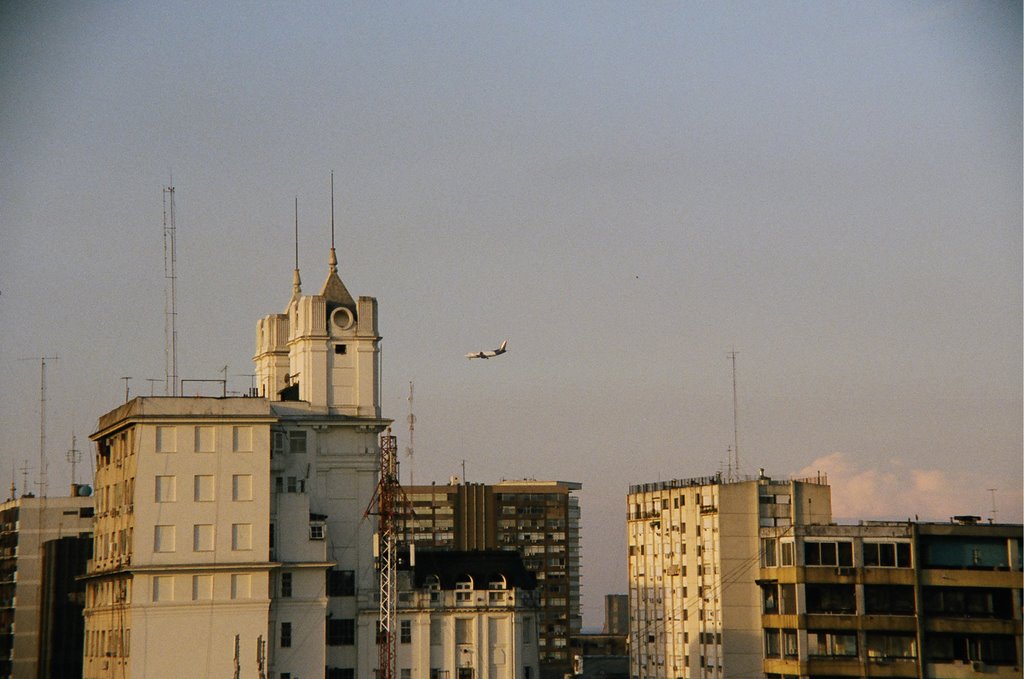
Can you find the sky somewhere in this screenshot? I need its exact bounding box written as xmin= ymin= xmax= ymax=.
xmin=0 ymin=0 xmax=1024 ymax=626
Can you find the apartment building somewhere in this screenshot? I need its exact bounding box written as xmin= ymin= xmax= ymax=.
xmin=404 ymin=479 xmax=583 ymax=679
xmin=627 ymin=473 xmax=831 ymax=679
xmin=83 ymin=249 xmax=389 ymax=679
xmin=372 ymin=550 xmax=540 ymax=679
xmin=758 ymin=517 xmax=1022 ymax=679
xmin=0 ymin=486 xmax=92 ymax=679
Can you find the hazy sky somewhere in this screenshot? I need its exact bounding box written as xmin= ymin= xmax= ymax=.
xmin=0 ymin=1 xmax=1022 ymax=625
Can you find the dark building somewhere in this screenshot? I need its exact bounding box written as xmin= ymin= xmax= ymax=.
xmin=39 ymin=536 xmax=92 ymax=679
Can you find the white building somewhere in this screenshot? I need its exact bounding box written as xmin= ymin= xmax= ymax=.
xmin=627 ymin=475 xmax=831 ymax=679
xmin=0 ymin=495 xmax=92 ymax=679
xmin=84 ymin=249 xmax=389 ymax=679
xmin=376 ymin=550 xmax=540 ymax=679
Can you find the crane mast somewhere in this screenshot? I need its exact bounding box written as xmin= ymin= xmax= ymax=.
xmin=367 ymin=427 xmax=404 ymax=679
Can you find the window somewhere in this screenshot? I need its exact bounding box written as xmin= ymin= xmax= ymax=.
xmin=193 ymin=576 xmax=213 ymax=601
xmin=154 ymin=476 xmax=177 ymax=502
xmin=925 ymin=634 xmax=1019 ymax=674
xmin=231 ymin=427 xmax=253 ymax=453
xmin=922 ymin=587 xmax=1014 ymax=620
xmin=807 ymin=632 xmax=857 ymax=657
xmin=231 ymin=523 xmax=253 ymax=551
xmin=281 ymin=572 xmax=292 ymax=599
xmin=195 ymin=427 xmax=213 ymax=453
xmin=804 ymin=583 xmax=857 ymax=613
xmin=193 ymin=474 xmax=213 ymax=502
xmin=231 ymin=474 xmax=253 ymax=502
xmin=867 ymin=632 xmax=918 ymax=659
xmin=864 ymin=585 xmax=927 ymax=616
xmin=761 ymin=584 xmax=778 ymax=614
xmin=231 ymin=572 xmax=253 ymax=599
xmin=327 ymin=618 xmax=355 ymax=646
xmin=782 ymin=630 xmax=800 ymax=657
xmin=193 ymin=523 xmax=213 ymax=552
xmin=327 ymin=570 xmax=355 ymax=596
xmin=153 ymin=576 xmax=174 ymax=601
xmin=157 ymin=427 xmax=177 ymax=453
xmin=765 ymin=629 xmax=782 ymax=657
xmin=153 ymin=525 xmax=174 ymax=552
xmin=864 ymin=542 xmax=910 ymax=568
xmin=804 ymin=542 xmax=853 ymax=566
xmin=288 ymin=431 xmax=306 ymax=455
xmin=779 ymin=542 xmax=796 ymax=565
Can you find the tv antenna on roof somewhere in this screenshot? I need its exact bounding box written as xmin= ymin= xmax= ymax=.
xmin=726 ymin=349 xmax=739 ymax=481
xmin=68 ymin=431 xmax=82 ymax=485
xmin=22 ymin=356 xmax=60 ymax=498
xmin=164 ymin=184 xmax=178 ymax=396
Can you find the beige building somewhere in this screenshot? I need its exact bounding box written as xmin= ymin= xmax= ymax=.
xmin=758 ymin=517 xmax=1022 ymax=679
xmin=627 ymin=474 xmax=831 ymax=679
xmin=0 ymin=493 xmax=92 ymax=679
xmin=364 ymin=550 xmax=540 ymax=679
xmin=404 ymin=479 xmax=583 ymax=678
xmin=84 ymin=249 xmax=389 ymax=679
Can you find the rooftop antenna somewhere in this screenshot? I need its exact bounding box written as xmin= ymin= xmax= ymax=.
xmin=406 ymin=382 xmax=416 ymax=485
xmin=22 ymin=460 xmax=32 ymax=497
xmin=68 ymin=431 xmax=82 ymax=485
xmin=726 ymin=349 xmax=739 ymax=481
xmin=164 ymin=183 xmax=178 ymax=396
xmin=23 ymin=356 xmax=60 ymax=498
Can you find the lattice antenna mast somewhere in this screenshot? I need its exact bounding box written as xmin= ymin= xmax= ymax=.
xmin=727 ymin=349 xmax=739 ymax=481
xmin=68 ymin=431 xmax=82 ymax=485
xmin=164 ymin=186 xmax=178 ymax=396
xmin=406 ymin=382 xmax=416 ymax=485
xmin=23 ymin=356 xmax=60 ymax=498
xmin=366 ymin=427 xmax=408 ymax=679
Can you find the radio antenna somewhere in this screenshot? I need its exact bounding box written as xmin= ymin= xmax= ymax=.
xmin=164 ymin=186 xmax=178 ymax=396
xmin=726 ymin=349 xmax=739 ymax=481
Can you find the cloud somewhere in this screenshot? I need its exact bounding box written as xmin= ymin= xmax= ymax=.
xmin=796 ymin=453 xmax=1022 ymax=522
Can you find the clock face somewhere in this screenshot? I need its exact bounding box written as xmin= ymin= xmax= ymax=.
xmin=331 ymin=306 xmax=355 ymax=330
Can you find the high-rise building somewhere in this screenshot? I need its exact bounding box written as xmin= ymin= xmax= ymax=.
xmin=0 ymin=486 xmax=92 ymax=679
xmin=406 ymin=480 xmax=583 ymax=678
xmin=758 ymin=517 xmax=1024 ymax=679
xmin=627 ymin=474 xmax=831 ymax=679
xmin=83 ymin=248 xmax=389 ymax=679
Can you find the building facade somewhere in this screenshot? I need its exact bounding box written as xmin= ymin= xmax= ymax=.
xmin=0 ymin=486 xmax=92 ymax=679
xmin=364 ymin=550 xmax=540 ymax=679
xmin=758 ymin=517 xmax=1022 ymax=679
xmin=627 ymin=474 xmax=831 ymax=679
xmin=83 ymin=249 xmax=389 ymax=679
xmin=404 ymin=480 xmax=583 ymax=678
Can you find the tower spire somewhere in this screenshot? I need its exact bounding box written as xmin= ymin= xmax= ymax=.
xmin=292 ymin=196 xmax=302 ymax=301
xmin=328 ymin=170 xmax=338 ymax=274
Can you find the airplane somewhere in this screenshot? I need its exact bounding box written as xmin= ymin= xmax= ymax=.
xmin=466 ymin=340 xmax=509 ymax=358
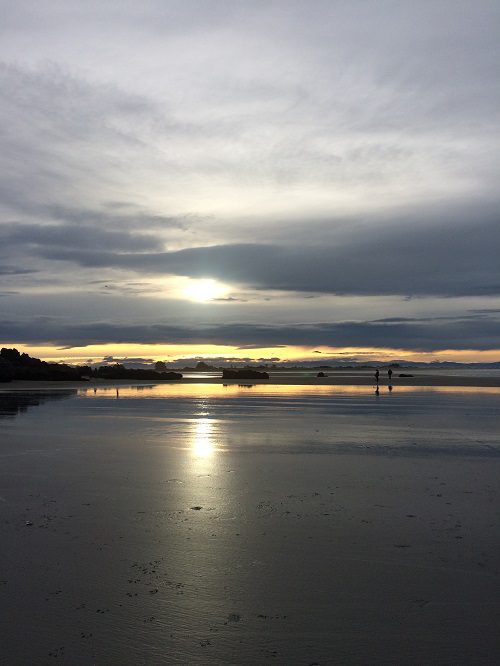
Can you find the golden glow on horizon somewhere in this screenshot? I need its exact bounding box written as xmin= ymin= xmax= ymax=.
xmin=6 ymin=342 xmax=500 ymax=365
xmin=183 ymin=280 xmax=228 ymax=303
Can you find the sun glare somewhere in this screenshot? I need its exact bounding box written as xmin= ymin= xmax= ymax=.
xmin=183 ymin=280 xmax=228 ymax=303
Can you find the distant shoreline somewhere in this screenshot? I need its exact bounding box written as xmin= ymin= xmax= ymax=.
xmin=0 ymin=375 xmax=500 ymax=393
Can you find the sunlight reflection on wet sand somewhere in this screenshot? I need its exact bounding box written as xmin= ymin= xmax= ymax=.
xmin=78 ymin=384 xmax=500 ymax=399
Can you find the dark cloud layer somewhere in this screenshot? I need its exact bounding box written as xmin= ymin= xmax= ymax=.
xmin=0 ymin=317 xmax=500 ymax=352
xmin=0 ymin=0 xmax=500 ymax=351
xmin=41 ymin=213 xmax=500 ymax=296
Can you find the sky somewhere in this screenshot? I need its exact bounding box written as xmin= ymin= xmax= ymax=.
xmin=0 ymin=0 xmax=500 ymax=362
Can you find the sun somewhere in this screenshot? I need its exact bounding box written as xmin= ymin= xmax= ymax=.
xmin=183 ymin=280 xmax=228 ymax=303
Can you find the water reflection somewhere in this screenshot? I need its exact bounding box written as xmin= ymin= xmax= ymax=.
xmin=0 ymin=389 xmax=76 ymax=419
xmin=78 ymin=383 xmax=500 ymax=401
xmin=191 ymin=419 xmax=215 ymax=458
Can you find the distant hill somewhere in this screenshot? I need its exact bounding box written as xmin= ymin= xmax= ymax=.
xmin=0 ymin=347 xmax=182 ymax=382
xmin=0 ymin=347 xmax=84 ymax=382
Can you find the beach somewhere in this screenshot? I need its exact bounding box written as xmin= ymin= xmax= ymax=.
xmin=0 ymin=378 xmax=500 ymax=666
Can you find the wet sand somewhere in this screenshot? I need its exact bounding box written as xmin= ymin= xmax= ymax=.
xmin=0 ymin=384 xmax=500 ymax=666
xmin=0 ymin=373 xmax=500 ymax=391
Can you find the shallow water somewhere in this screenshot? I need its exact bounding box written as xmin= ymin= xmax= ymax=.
xmin=0 ymin=384 xmax=500 ymax=664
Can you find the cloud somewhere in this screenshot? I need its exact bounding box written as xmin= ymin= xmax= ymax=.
xmin=0 ymin=223 xmax=159 ymax=251
xmin=40 ymin=210 xmax=500 ymax=296
xmin=0 ymin=317 xmax=500 ymax=352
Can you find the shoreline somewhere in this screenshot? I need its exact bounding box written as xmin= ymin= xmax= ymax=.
xmin=0 ymin=375 xmax=500 ymax=393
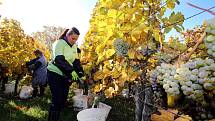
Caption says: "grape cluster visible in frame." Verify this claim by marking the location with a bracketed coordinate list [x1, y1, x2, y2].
[204, 19, 215, 58]
[150, 58, 215, 102]
[156, 52, 175, 63]
[113, 39, 129, 56]
[174, 62, 204, 101]
[150, 63, 180, 96]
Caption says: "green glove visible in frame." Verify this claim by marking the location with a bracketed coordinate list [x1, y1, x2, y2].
[72, 71, 78, 81]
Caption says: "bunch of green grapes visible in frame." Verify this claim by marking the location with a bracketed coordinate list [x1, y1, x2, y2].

Directive
Reproduce the listing verbatim from the line containing "Can you find the white" through the line containing "xmin=367 ymin=427 xmax=404 ymax=679", including both of those lines.

Complete output
Can you find the white building somewhere in this screenshot? I need its exact bounding box written as xmin= ymin= xmax= ymax=.
xmin=627 ymin=475 xmax=831 ymax=679
xmin=0 ymin=495 xmax=92 ymax=679
xmin=84 ymin=249 xmax=389 ymax=679
xmin=376 ymin=550 xmax=540 ymax=679
Can you find the crane mast somewhere in this screenshot? I need its exact bounding box written as xmin= ymin= xmax= ymax=.
xmin=367 ymin=427 xmax=404 ymax=679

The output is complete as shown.